### Entries shown ###
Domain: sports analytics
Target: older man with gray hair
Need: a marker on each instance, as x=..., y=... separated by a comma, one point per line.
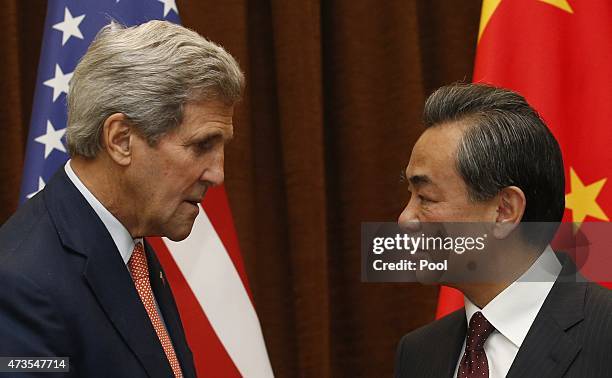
x=149, y=112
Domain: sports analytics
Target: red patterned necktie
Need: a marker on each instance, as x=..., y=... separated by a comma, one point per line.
x=474, y=361
x=140, y=275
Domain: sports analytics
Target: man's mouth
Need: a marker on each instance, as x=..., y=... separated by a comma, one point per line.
x=193, y=202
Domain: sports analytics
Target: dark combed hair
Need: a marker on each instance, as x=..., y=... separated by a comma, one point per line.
x=505, y=144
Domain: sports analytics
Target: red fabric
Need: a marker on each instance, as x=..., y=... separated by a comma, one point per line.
x=560, y=62
x=209, y=354
x=140, y=275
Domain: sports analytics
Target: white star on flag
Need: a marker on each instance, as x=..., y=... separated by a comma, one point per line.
x=168, y=6
x=41, y=185
x=59, y=83
x=52, y=139
x=70, y=26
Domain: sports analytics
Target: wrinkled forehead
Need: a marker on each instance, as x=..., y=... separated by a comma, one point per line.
x=434, y=154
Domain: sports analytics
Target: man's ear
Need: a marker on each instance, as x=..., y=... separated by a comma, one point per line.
x=117, y=135
x=510, y=210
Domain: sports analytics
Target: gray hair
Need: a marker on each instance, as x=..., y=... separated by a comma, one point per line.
x=506, y=144
x=147, y=72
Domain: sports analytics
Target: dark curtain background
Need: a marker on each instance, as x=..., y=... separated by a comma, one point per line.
x=332, y=107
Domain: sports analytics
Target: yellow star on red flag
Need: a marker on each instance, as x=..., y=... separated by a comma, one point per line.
x=582, y=199
x=489, y=7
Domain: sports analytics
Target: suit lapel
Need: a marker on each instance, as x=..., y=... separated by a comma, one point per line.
x=81, y=231
x=548, y=350
x=168, y=308
x=445, y=346
x=451, y=350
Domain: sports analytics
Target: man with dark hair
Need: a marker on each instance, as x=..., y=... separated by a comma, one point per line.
x=486, y=156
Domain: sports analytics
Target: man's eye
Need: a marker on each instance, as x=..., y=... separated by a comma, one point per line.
x=203, y=146
x=425, y=199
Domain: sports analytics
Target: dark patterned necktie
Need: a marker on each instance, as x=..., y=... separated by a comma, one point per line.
x=474, y=361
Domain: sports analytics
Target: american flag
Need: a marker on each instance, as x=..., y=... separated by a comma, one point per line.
x=205, y=270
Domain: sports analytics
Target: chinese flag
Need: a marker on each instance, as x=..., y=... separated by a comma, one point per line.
x=558, y=54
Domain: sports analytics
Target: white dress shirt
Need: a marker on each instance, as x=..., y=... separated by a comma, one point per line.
x=120, y=235
x=513, y=311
###
Goal of the exercise
Omit every picture, and please return the entries exactly from the first line through the line with "Target: red fabric", both included.

Completed exercise
Domain: sports analytics
Target: older man with gray hair
Need: a marker on each instance, as x=..., y=... separated by a comma, one point per line.
x=149, y=112
Domain: sports analytics
Target: red patterned necktie
Need: a marker on each instance, as x=..., y=... separated by a comma, one point per line.
x=474, y=361
x=140, y=275
Domain: sports analytics
Target: man's mouth
Need: a marker on each instance, as x=..., y=... separated by a comma, one point per line.
x=193, y=202
Domain: sports analytics
Target: dark combed hair
Need: a marker on each instance, as x=..., y=... separated by a comma, one point per line.
x=505, y=144
Domain: sports analytics
Target: red fabric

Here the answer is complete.